• **Task instructions**: Write out each line of the records that has "trap" in it.

(Beginning of Exercise material)

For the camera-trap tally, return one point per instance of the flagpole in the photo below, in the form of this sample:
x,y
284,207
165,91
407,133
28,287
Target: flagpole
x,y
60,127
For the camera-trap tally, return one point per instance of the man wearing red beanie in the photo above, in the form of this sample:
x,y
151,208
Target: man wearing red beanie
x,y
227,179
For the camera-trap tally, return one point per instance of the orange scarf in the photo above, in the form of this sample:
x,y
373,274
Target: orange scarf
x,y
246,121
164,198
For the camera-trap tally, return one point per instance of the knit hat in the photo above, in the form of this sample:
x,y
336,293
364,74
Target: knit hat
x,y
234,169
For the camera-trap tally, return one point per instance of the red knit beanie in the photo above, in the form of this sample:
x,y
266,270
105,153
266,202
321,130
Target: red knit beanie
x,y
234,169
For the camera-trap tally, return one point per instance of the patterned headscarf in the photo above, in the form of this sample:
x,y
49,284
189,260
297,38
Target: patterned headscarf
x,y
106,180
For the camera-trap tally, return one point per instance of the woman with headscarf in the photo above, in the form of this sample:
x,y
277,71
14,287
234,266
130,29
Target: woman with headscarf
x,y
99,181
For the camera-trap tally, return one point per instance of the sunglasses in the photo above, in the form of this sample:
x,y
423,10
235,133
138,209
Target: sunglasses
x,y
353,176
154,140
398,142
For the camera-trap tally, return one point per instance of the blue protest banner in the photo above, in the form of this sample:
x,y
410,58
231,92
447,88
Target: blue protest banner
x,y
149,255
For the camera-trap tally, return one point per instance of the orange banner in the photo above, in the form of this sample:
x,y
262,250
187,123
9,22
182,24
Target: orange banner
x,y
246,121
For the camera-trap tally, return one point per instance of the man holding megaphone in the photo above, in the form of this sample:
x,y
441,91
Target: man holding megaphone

(End of Exercise material)

• **Answer box**:
For the camera-trap tally, return one point per instance of the flagpole in the photo below, in the form of this sample:
For the camera-trap tally, return one point per instance of the man wearing red beanie in the photo above, in the form of this sample:
For the camera-trap tally, return one point per instance of the orange scarf in the photo above, in the form of this sample:
For the camera-trap tally, return one point per instance of the knit hat in the photo above, in the form of this sample:
For the camera-trap tally, return one point per instance of the red knit beanie in the photo above, in the form of this sample:
For the camera-trap tally, return one point per instance of the patterned headscarf in the photo above, in the form of this sample:
For the camera-trap tally, return one point per instance of the woman with headscarf in the photo above, in the form of this sample:
For the camera-trap tally, return one point per instance of the sunglasses in the photo above, in the form of this sample:
For the camera-trap tally, return one point per instance of the blue protest banner in the photo above, in the form of this sample:
For the camera-trap tally, return one point per instance of the orange banner in the photo above, in the form of this sample:
For the camera-trap tally, return one point per instance of the man holding megaphone in the photo above, in the form of this sample:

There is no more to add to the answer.